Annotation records
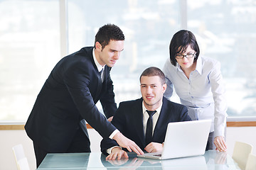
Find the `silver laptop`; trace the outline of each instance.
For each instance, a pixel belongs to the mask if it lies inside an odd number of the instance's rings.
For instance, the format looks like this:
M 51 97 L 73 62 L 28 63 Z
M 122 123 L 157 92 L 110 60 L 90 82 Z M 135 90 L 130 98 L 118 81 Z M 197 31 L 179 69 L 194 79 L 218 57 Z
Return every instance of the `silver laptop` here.
M 166 159 L 204 154 L 210 124 L 211 120 L 169 123 L 163 152 L 137 157 Z

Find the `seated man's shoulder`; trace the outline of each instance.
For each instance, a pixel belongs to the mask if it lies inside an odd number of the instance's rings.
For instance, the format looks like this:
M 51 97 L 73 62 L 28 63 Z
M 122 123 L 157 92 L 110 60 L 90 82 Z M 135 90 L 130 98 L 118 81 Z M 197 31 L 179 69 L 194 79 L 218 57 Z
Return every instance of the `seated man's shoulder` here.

Exercise instructions =
Copy out every line of the items above word for word, leaving out the pictures.

Full response =
Find the `silver laptop`; trace the outline of each instance.
For each instance, a pixel belongs to the mask if it lies inside an odd number of the instance's rings.
For instance, the format looks like this:
M 51 97 L 73 62 L 28 63 Z
M 122 123 L 157 92 L 110 60 L 90 82 Z M 135 90 L 130 98 L 118 81 Z M 197 31 L 179 69 L 194 79 L 218 57 Z
Return every instance of the `silver laptop` here.
M 166 159 L 204 154 L 210 124 L 211 120 L 169 123 L 163 152 L 137 157 Z

Find the `seated man's shoulder`; trace the outline of each instance.
For each instance, a pixel belongs to the mask if it lies inside an odd number of the instance's rings.
For instance, the format looks like this:
M 51 97 L 73 62 L 28 63 Z
M 122 123 L 157 92 L 110 60 L 90 82 Z M 135 90 L 130 98 L 118 81 Z M 197 31 L 179 69 L 194 79 L 218 57 Z
Return every instance of the `seated man's shoulder` here.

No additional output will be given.